## START
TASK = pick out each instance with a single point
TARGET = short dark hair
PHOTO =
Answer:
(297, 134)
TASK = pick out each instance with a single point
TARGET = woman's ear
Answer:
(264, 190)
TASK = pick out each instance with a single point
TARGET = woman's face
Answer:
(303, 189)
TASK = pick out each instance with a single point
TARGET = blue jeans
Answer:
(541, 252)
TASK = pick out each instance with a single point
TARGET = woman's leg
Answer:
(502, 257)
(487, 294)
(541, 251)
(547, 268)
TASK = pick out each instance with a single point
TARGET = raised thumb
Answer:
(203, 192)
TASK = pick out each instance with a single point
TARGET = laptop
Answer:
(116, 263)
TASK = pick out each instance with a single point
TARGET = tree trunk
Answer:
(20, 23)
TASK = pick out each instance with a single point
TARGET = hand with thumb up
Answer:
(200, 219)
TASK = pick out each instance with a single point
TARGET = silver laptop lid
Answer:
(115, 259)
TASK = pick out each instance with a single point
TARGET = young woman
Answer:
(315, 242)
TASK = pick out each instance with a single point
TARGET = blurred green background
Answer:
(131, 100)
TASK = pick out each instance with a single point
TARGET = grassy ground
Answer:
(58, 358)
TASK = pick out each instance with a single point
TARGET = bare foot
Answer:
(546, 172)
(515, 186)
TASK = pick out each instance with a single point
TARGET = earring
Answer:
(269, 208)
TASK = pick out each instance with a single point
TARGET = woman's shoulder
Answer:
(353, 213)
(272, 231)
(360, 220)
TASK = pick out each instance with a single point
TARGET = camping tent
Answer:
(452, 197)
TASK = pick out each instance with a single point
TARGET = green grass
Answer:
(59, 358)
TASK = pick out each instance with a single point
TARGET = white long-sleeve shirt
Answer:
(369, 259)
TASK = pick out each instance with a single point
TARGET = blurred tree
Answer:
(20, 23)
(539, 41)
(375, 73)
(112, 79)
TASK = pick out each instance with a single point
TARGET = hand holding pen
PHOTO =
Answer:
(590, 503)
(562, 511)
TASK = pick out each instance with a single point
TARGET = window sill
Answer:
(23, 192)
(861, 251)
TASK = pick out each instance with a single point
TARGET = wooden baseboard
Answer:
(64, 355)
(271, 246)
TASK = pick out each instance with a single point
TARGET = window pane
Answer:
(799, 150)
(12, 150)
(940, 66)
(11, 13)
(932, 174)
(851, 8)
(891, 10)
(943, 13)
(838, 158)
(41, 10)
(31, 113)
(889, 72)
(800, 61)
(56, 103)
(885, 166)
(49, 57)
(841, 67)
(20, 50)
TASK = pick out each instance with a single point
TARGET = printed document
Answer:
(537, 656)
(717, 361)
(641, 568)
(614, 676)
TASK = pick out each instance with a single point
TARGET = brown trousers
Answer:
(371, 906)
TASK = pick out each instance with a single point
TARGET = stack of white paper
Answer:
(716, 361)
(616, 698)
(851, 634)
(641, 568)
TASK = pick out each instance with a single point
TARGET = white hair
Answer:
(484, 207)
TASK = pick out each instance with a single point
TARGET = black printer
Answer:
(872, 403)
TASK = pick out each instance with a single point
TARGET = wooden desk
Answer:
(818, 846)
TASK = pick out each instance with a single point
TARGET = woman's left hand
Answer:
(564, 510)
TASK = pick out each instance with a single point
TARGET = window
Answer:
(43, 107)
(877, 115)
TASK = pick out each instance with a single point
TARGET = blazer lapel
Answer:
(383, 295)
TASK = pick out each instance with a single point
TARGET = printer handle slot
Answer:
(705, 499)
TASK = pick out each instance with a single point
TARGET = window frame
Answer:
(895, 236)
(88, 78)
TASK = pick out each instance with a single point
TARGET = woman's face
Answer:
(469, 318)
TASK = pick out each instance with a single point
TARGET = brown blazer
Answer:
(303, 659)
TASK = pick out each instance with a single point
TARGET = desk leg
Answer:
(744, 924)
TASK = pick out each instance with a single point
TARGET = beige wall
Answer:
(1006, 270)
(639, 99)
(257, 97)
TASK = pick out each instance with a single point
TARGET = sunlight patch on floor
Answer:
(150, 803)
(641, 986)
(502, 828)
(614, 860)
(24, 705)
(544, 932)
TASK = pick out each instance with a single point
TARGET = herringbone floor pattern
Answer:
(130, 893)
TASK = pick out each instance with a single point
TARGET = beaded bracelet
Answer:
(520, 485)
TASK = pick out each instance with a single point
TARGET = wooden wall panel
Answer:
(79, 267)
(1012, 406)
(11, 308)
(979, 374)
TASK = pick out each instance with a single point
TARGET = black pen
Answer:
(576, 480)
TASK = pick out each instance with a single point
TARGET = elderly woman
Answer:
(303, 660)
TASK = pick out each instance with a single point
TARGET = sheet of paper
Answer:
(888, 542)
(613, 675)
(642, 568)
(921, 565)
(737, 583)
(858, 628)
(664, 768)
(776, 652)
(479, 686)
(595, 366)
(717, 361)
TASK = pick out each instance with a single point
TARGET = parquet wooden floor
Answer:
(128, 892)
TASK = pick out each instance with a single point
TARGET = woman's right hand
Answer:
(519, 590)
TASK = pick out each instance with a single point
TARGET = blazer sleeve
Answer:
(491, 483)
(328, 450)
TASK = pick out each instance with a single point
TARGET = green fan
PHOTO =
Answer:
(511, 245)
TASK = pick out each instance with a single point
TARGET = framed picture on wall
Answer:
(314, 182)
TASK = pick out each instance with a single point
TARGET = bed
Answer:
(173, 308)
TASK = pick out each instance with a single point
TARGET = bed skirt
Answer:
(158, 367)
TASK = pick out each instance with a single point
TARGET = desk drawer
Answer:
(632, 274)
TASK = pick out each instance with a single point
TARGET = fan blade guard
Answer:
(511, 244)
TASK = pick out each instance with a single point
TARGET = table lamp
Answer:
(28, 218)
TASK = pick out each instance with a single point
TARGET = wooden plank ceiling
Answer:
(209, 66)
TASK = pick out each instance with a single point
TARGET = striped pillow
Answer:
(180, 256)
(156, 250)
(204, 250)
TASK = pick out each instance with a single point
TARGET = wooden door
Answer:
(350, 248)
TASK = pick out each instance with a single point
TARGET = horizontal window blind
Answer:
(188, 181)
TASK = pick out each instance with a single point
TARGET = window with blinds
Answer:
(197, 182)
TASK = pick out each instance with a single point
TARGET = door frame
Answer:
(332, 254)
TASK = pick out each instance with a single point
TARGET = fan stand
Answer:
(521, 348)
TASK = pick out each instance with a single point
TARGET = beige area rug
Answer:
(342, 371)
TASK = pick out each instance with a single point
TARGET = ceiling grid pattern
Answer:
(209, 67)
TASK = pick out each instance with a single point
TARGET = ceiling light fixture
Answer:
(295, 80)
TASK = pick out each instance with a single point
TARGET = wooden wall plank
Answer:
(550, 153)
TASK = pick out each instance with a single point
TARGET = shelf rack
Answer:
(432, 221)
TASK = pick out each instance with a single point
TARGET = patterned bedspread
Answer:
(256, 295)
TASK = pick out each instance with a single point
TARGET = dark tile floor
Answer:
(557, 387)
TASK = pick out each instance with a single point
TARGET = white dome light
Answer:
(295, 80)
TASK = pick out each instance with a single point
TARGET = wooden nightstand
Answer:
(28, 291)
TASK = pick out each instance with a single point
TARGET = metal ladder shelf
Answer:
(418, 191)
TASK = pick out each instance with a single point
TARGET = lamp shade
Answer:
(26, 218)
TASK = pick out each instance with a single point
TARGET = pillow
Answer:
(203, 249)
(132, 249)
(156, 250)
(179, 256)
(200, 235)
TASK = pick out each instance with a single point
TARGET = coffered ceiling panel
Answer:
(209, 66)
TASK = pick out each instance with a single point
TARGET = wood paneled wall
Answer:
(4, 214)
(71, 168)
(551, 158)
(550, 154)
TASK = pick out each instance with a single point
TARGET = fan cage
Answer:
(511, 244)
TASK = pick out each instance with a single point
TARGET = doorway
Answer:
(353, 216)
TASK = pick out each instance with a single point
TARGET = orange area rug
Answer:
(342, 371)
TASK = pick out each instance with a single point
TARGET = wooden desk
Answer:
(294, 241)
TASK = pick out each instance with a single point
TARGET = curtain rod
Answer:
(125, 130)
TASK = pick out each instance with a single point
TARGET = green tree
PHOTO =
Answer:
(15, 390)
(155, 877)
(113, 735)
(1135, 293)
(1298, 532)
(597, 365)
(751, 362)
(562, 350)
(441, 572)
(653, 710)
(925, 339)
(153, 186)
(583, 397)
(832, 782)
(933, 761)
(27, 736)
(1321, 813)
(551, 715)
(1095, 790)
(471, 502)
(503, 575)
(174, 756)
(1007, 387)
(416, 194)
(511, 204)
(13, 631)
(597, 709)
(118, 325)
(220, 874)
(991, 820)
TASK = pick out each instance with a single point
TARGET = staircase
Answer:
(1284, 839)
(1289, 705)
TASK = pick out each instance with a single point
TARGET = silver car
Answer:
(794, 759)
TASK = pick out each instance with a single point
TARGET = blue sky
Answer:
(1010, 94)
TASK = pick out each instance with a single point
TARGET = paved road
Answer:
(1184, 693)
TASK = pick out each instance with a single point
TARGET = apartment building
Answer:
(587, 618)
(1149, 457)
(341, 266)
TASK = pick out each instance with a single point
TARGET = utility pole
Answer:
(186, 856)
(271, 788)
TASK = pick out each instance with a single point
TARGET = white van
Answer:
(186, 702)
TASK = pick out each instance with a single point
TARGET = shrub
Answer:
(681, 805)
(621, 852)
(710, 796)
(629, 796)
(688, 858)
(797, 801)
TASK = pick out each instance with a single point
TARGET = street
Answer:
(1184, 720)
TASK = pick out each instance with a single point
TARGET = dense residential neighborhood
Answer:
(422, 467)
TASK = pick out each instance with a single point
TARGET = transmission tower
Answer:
## END
### Problem statement
List every line in the items above that contains the string "woman", matching case exactly.

### Output of the exercise
TARGET = woman's ear
TARGET = woman's face
TARGET = woman's leg
TARGET = young woman
TARGET = woman's shoulder
TARGET = woman's left hand
TARGET = woman's face
TARGET = elderly woman
TARGET = woman's right hand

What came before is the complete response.